▸ WHAT IS NEEDED
Output the records below as a JSON list of strings, one string per line, leaving out blank lines.

▸ EXERCISE INPUT

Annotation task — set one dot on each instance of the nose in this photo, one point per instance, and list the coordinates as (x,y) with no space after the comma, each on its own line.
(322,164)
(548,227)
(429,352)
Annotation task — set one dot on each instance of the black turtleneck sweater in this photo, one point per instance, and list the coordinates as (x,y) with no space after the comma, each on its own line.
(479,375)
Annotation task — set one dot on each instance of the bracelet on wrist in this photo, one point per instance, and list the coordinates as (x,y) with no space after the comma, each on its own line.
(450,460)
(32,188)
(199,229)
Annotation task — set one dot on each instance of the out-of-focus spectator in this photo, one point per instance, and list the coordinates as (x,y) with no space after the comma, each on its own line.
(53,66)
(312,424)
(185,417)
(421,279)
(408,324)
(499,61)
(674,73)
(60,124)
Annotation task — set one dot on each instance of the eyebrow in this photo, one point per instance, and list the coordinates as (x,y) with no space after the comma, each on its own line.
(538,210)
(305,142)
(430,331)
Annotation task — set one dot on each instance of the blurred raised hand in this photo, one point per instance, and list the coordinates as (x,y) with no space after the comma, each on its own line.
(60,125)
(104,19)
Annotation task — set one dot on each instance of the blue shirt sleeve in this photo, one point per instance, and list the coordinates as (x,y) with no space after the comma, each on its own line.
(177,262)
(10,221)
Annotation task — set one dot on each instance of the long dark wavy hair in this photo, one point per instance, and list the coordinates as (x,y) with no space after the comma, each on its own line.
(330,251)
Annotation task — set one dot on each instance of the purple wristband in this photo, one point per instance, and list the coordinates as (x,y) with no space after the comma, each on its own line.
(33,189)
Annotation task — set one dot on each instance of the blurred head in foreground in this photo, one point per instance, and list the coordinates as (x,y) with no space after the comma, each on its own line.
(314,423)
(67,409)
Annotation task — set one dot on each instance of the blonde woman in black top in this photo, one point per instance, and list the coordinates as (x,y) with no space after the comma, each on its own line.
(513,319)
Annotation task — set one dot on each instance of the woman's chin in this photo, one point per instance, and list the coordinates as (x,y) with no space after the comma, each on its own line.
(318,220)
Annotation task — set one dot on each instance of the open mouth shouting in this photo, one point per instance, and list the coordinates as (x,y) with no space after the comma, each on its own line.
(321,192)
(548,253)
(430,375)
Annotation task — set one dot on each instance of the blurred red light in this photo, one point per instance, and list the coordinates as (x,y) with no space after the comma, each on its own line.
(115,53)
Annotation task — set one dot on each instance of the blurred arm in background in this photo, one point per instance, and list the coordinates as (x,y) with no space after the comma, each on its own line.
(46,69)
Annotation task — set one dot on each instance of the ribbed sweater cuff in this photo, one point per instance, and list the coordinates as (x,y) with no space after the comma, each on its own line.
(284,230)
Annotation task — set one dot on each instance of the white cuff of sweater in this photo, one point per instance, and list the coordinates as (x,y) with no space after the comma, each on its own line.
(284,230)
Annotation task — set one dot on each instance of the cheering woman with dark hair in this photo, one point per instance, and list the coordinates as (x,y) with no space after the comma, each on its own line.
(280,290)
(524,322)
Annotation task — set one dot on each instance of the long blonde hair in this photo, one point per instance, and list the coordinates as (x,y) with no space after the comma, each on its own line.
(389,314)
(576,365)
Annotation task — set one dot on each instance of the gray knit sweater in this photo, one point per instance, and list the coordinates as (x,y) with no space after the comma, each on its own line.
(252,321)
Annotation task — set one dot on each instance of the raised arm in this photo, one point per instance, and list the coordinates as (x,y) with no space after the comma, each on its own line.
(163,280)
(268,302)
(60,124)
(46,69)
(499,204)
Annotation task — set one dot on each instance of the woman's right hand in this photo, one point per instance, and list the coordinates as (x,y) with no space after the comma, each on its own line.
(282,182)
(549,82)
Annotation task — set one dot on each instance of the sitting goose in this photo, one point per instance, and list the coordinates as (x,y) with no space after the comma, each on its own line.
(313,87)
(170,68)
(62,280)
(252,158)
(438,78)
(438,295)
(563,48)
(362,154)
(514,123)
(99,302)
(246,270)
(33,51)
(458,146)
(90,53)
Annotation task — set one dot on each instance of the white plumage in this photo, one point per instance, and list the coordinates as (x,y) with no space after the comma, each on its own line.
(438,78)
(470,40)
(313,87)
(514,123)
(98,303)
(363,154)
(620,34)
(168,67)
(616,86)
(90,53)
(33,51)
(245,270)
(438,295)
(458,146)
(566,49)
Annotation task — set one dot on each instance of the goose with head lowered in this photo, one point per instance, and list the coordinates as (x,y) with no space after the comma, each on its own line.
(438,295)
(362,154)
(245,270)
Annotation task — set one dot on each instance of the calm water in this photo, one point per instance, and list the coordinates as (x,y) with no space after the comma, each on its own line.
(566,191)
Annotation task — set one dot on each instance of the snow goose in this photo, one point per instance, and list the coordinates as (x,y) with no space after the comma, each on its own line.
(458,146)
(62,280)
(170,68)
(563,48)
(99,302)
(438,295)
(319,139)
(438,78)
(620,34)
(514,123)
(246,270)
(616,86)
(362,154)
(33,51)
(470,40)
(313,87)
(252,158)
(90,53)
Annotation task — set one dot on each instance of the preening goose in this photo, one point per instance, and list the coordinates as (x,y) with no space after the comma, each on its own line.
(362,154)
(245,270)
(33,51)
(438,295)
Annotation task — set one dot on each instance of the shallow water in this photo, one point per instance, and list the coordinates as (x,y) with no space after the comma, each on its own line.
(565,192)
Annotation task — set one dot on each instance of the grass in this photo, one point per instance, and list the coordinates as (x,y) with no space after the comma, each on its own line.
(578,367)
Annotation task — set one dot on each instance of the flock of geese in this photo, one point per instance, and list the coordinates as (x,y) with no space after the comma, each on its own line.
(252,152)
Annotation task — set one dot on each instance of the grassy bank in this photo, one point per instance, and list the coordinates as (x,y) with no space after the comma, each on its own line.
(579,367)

▸ TASK OUTPUT
[
  "Annotation task — set one dot on each instance of the nose in this photo, one point per instance, and list the coordinates as (x,y) with no space after the comma, each on its own line.",
  "(322,164)",
  "(548,227)",
  "(429,352)",
  "Annotation task — set one dot on each instance of the black turtleneck sweater in this photo, one point per instance, and list the coordinates as (x,y) with no space after the comma, each on its own line.",
  "(479,375)",
  "Annotation task — set one dot on each instance of the bracelet on wrist in this photo, one point per instance, and list the coordinates as (x,y) with no space after the comma, each on its own line.",
  "(450,460)",
  "(32,188)",
  "(199,229)",
  "Annotation task — set one dot on each instance of the out-of-focus spectator in this photo, one point per instance, and list the coordinates as (x,y) with no space after the comma, each on its own line.",
  "(53,66)",
  "(312,424)",
  "(185,417)",
  "(421,279)",
  "(408,324)",
  "(499,61)",
  "(674,73)",
  "(60,124)",
  "Annotation task — set one dot on each instance of the eyebrow in this photo, one point per instance, and list the coordinates as (x,y) with no space after the comma, each on its own line.",
  "(538,210)",
  "(305,142)",
  "(430,331)",
  "Annotation task — set one dot on each instance of the blurred raised hand in this photo, one point per instance, and list the coordinates as (x,y) with no space after the comma, each on its own line.",
  "(60,125)",
  "(104,19)",
  "Annotation task — set one dot on each instance of the blue shirt sleeve in this photo, one point per instance, and list the coordinates as (x,y) with no space after the comma, each on its own line.",
  "(177,262)",
  "(10,221)",
  "Annotation task — set one dot on each instance of the long dark wavy hair in this photo, one point per instance, and list the coordinates as (x,y) with no space after the comma, each on its own line.",
  "(330,251)",
  "Annotation task — set one dot on each instance of the purple wristband in this photo, one point per instance, and list the coordinates as (x,y) with no space after the comma, each on its own line.",
  "(33,189)",
  "Annotation task — set one dot on each instance of the blurred head in foreground in this photo, one point per instance, and list the coordinates as (x,y) with no space after the comma, each on its own line.",
  "(314,423)",
  "(67,409)",
  "Annotation task — set one dot on each instance of the blonde woman in black top in this photo, one point per instance, and list the coordinates as (x,y) with no space after the comma, each on its own line.",
  "(513,319)",
  "Annotation task — set one dot on each instance of the woman's chin in this photo, one point per instance, and list the coordinates as (x,y) with no space after the comma, each on its own line.",
  "(318,220)",
  "Annotation task — set one dot on each instance of the open mouth shouting in this photo, one point per instance, and list the coordinates as (x,y) with no space after the comma, each on its own line.",
  "(321,192)",
  "(548,253)",
  "(430,375)",
  "Annotation task — set one dot on each instance of the blurred red light in this photo, one point per instance, and list the coordinates as (x,y) with no space after the comma, each on its own line.",
  "(115,53)",
  "Annotation task — set one dot on each instance of the blurred arm in background in this photo, one point per instance, and list the coordinates as (x,y) with no space after the comma, each on its own line.",
  "(46,69)",
  "Annotation task — set one dot on each instance of the ribbed sweater cuff in this photo, one point per instance, and list the coordinates as (x,y) with no space after the comma, each on its own line.",
  "(284,230)",
  "Annotation task — set one dot on each instance of the white cuff of sweater in this photo, one point per instance, and list the coordinates as (x,y) with no space after the comma, each on its own line.",
  "(284,230)",
  "Annotation task — set one dot on each instance of the cheering woman with dark hair in this photo, one point per instance, and list the coordinates as (x,y) with no space after the comma, each on its own line.",
  "(280,290)",
  "(524,322)",
  "Annotation task — set one dot on each instance of the long blonde hair in this photo, one point per instance, and list the coordinates as (x,y) with no space after the comma, each on its own line.",
  "(389,314)",
  "(576,365)",
  "Annotation task — set one dot on each instance of the gray knit sweater in this photo, one point per instance, and list the coordinates as (x,y) with no space after the comma, each on its own line.",
  "(252,321)",
  "Annotation task — set one dot on each instance of the raised arm in this photo, one point per instance, and list the coordinates as (x,y) with no space after the comma, each on its own line.",
  "(163,280)",
  "(268,302)",
  "(60,124)",
  "(46,69)",
  "(499,204)",
  "Annotation task — set one dot on each instance of the woman's right hand in this photo, one point per instance, and list the coordinates as (x,y) with no space after the comma, each on its own line.",
  "(282,182)",
  "(549,82)",
  "Annotation task — set one dot on each instance of the sitting goose in this photo, one point per instance, and list the coordinates as (x,y) with no space after the comma, each on its own line.",
  "(313,87)",
  "(170,68)",
  "(62,280)",
  "(252,158)",
  "(438,78)",
  "(438,295)",
  "(563,48)",
  "(362,154)",
  "(514,123)",
  "(99,302)",
  "(246,270)",
  "(33,51)",
  "(458,146)",
  "(90,53)",
  "Annotation task — set one dot on each instance of the white plumage in this photo, one point per instance, and list the coordinates as (x,y) with no space after the comma, each on its own line.",
  "(438,78)",
  "(470,40)",
  "(313,87)",
  "(514,123)",
  "(98,303)",
  "(363,154)",
  "(620,34)",
  "(168,67)",
  "(616,86)",
  "(90,53)",
  "(33,51)",
  "(245,270)",
  "(438,295)",
  "(458,146)",
  "(566,49)",
  "Annotation task — set one dot on each instance of the goose with head lowered in this photo, one point per instance, and list the coordinates as (x,y) with no space after the comma, each on its own line.",
  "(438,295)",
  "(362,154)",
  "(245,270)",
  "Annotation task — set one dot on each instance of the calm water in this photo, one point per instance, and list the coordinates as (x,y) with no space after the comma, each on its own line.",
  "(566,191)",
  "Annotation task — set one dot on each instance of the snow goose in this photo, one point per instance, and list the coordinates as (x,y) with no space after the comma, each on its own line.",
  "(458,146)",
  "(62,280)",
  "(170,68)",
  "(563,48)",
  "(99,302)",
  "(438,295)",
  "(319,139)",
  "(438,78)",
  "(620,34)",
  "(514,123)",
  "(246,270)",
  "(616,86)",
  "(362,154)",
  "(33,51)",
  "(470,40)",
  "(313,87)",
  "(252,158)",
  "(90,53)",
  "Annotation task — set one dot on each instance of the preening goose in this photo, one point per instance, and list the coordinates as (x,y) with no space after the comma, each on its own line.",
  "(362,154)",
  "(245,270)",
  "(33,51)",
  "(438,295)",
  "Annotation task — set one dot on each instance of the shallow water in this photo, one point per instance, and list the coordinates as (x,y) with no space after the comma, each on its own line.",
  "(565,192)",
  "Annotation task — set one dot on each instance of the grass in this photo, one point per instance, and list the coordinates as (x,y) with no space after the comma, each on its own line.",
  "(578,367)",
  "Annotation task — set one dot on each instance of the flock of geese in this photo, one point per instance, and list the coordinates as (x,y) with no space after the comma, each on its own line.",
  "(252,152)",
  "Annotation task — set one dot on each instance of the grassy bank in this photo, one point per instance, and list the coordinates as (x,y) with no space after the comma, each on its own line.",
  "(579,367)"
]